-- Begin SUPPLIED RECORDS --

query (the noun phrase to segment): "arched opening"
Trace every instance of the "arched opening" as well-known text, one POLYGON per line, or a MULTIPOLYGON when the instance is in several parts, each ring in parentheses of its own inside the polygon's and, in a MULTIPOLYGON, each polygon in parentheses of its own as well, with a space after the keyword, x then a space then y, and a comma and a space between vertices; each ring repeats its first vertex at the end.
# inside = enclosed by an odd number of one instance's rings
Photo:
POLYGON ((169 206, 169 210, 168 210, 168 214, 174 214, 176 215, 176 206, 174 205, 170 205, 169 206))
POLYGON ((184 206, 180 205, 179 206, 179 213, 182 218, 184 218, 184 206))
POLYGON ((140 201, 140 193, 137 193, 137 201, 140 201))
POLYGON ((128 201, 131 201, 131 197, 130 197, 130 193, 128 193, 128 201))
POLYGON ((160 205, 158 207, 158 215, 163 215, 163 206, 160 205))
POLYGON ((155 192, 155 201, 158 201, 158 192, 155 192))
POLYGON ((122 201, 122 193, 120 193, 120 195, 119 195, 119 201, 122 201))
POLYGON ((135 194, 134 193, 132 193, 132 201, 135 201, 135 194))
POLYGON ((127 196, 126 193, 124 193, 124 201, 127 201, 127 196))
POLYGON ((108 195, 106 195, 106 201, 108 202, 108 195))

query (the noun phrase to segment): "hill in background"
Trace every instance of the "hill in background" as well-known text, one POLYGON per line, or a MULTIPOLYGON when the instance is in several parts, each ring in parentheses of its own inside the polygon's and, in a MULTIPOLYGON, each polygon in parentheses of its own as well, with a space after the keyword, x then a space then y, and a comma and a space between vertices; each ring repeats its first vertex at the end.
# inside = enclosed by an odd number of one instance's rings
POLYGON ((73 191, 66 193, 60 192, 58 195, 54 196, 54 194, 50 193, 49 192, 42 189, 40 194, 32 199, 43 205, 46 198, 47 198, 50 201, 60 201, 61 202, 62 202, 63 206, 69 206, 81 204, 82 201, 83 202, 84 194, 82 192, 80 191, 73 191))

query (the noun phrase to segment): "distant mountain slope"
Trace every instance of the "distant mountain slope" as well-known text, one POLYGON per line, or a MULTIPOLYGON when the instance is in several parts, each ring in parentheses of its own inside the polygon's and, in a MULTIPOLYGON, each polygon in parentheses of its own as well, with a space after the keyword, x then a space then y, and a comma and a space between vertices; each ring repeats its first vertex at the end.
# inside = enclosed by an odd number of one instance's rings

-- End SUPPLIED RECORDS --

- **WRITTEN REQUEST**
Copy the listing from its first line through the line containing "POLYGON ((160 205, 158", substituting "curved doorway" for every "arched opening" and leaving everything else as it is.

- **WRITTEN RESPONSE**
query (the noun phrase to segment): "curved doorway"
Trace every instance of the "curved doorway" as well-known text, one POLYGON per line, or a MULTIPOLYGON when the instance is in several parts, each ring in parentheses of its own inside the polygon's and, in a MULTIPOLYGON, each polygon in parentheses of its own as well, with a space after the keyword, x then a space then y, and a comma and a space between vertices; each ring repeats its first vertex at the end.
# inside = enclosed by an odd number of one instance's rings
Photo:
POLYGON ((169 206, 169 210, 168 210, 168 214, 174 214, 176 215, 176 206, 174 205, 170 205, 169 206))
POLYGON ((184 206, 180 205, 179 206, 179 213, 182 218, 184 218, 184 206))
POLYGON ((140 201, 140 193, 137 193, 137 201, 140 201))
POLYGON ((128 201, 131 201, 131 197, 130 197, 130 193, 128 193, 128 201))
POLYGON ((160 205, 158 207, 158 215, 163 215, 163 206, 160 205))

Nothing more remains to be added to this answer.